- _Text to read_
Trimper Family Civil Suit Seeks $245M In Damages

Trimper Family Civil Suit Seeks $245M In Damages
File photo of Trimper Rides by Chris Parypa

SNOW HILL – Dissension among members of the extended Trimper family has led to a $245 million civil suit with legal documents alleging financial misconduct and fraud.

Represented by attorney R. Wayne Pierce of Annapolis, plaintiffs Antoinette Bruno, Wendy Delamater and Joyce Trimper filed the civil suit, which seeks a jury trial, against defendants J. Douglas Trimper, Brooks Trimper, the Estate of Chris Trimper, Linda Trimper Holloway, Stephanie Trimper Lewis and more than a dozen associated amusement corporations, namely Trimper Amusements, Inc., Windsor Resort, Inc., Trimper’s Rides of Ocean City, Inc., Trimper’s Playland, Inc. and Trimper’s Tidal Wave, Inc. All the named plaintiffs and defendants are shareholders of Trimper corporations.

The 39-page civil suit alleges misappropriation, corporate waste, self-dealing and fraudulent concealment. There are nine counts listed in the civil suit, which was filed March 23 in Worcester County Circuit Court.  Seven of the nine counts in the case seek a total of $105 million in compensatory damages and $140 million in punitive damages.

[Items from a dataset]
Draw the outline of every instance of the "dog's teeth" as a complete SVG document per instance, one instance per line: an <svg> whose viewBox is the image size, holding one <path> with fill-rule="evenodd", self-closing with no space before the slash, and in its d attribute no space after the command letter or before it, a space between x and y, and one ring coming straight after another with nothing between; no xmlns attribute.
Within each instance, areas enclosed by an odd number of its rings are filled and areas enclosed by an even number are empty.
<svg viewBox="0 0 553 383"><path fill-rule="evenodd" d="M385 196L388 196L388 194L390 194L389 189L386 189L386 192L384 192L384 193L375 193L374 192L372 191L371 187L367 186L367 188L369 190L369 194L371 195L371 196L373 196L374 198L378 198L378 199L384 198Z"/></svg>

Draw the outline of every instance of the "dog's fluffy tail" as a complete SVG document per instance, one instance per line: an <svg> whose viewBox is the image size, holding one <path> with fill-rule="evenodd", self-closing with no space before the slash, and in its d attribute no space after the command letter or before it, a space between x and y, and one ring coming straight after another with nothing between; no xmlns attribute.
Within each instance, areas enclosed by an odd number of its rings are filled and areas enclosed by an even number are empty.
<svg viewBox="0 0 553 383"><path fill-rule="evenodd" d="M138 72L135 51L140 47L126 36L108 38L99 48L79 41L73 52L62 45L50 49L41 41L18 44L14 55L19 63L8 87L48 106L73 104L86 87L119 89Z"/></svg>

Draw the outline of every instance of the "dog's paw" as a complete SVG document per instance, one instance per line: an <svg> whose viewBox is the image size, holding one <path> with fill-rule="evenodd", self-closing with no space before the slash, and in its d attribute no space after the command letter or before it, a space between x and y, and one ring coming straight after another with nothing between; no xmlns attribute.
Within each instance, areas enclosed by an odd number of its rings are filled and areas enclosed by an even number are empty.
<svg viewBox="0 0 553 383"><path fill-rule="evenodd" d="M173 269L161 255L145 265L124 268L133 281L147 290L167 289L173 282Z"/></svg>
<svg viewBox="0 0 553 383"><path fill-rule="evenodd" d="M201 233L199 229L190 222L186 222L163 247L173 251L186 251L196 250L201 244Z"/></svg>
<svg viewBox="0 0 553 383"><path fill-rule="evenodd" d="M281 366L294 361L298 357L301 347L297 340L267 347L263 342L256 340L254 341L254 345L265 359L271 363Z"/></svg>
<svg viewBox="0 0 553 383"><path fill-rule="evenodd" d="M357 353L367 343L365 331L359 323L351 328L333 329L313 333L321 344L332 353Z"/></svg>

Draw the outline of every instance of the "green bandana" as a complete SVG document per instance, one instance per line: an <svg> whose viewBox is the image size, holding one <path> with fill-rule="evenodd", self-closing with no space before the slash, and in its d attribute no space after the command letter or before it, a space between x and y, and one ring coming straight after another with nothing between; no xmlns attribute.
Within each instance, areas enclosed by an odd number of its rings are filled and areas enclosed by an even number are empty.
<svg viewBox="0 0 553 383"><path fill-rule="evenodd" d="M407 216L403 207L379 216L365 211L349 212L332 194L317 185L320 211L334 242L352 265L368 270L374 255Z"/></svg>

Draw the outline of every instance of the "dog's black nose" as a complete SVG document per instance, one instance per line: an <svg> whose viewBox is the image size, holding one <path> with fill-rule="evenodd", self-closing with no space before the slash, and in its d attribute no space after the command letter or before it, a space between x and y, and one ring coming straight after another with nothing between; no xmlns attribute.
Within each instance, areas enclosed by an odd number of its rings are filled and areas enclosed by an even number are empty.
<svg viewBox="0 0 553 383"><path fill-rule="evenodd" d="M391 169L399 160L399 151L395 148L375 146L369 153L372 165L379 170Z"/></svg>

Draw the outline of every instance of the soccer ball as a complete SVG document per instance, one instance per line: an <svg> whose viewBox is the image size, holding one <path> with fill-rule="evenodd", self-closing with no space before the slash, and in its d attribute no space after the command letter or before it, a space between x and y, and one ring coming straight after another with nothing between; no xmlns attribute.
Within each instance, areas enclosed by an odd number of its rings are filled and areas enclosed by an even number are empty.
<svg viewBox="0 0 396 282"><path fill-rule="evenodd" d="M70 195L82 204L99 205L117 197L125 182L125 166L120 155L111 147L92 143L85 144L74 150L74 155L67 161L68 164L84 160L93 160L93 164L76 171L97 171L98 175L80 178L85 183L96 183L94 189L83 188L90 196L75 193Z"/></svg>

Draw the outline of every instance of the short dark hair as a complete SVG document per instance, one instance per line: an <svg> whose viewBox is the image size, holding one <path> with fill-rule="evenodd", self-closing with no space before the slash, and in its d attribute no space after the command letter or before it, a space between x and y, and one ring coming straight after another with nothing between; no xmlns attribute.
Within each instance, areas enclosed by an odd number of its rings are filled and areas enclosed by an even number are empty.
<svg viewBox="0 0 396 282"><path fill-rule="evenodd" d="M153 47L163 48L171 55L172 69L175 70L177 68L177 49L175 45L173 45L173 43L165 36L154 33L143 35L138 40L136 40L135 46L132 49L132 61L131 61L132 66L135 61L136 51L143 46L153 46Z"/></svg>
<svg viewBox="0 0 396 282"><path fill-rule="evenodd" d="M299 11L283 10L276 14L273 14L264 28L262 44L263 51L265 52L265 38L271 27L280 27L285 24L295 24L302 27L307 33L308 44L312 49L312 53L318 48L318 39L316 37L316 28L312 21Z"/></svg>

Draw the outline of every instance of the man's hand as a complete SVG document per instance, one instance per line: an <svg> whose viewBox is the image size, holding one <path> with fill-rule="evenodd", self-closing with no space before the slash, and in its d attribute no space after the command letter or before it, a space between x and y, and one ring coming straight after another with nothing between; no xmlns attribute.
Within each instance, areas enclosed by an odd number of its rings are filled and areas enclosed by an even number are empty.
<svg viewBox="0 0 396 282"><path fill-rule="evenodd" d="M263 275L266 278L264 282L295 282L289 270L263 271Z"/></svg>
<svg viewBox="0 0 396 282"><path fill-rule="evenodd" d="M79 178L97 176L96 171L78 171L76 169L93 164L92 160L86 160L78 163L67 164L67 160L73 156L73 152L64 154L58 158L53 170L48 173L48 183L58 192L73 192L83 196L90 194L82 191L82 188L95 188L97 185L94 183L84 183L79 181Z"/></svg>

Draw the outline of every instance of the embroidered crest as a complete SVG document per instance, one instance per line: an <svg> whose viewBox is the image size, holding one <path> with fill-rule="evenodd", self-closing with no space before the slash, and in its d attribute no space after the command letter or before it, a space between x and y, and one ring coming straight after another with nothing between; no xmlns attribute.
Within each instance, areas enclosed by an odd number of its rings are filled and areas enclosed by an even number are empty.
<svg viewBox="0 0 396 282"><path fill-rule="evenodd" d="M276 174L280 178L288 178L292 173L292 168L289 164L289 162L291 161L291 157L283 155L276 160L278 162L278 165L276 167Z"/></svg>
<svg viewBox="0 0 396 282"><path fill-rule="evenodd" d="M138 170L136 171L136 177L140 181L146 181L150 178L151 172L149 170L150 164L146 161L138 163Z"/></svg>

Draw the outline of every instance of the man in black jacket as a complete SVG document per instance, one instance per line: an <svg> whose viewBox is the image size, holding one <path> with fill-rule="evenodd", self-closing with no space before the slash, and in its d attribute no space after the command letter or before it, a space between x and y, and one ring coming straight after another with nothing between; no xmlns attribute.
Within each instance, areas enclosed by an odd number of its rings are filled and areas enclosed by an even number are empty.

- _Do this_
Answer these questions using the article on the Trimper family civil suit:
1. Which attorney represents the plaintiffs, and from what city?
2. On what date and in which court was the civil suit filed?
3. How many counts does the civil suit list?

- _Solution for this task_
1. R. Wayne Pierce of Annapolis.
2. March 23, in Worcester County Circuit Court.
3. Nine counts.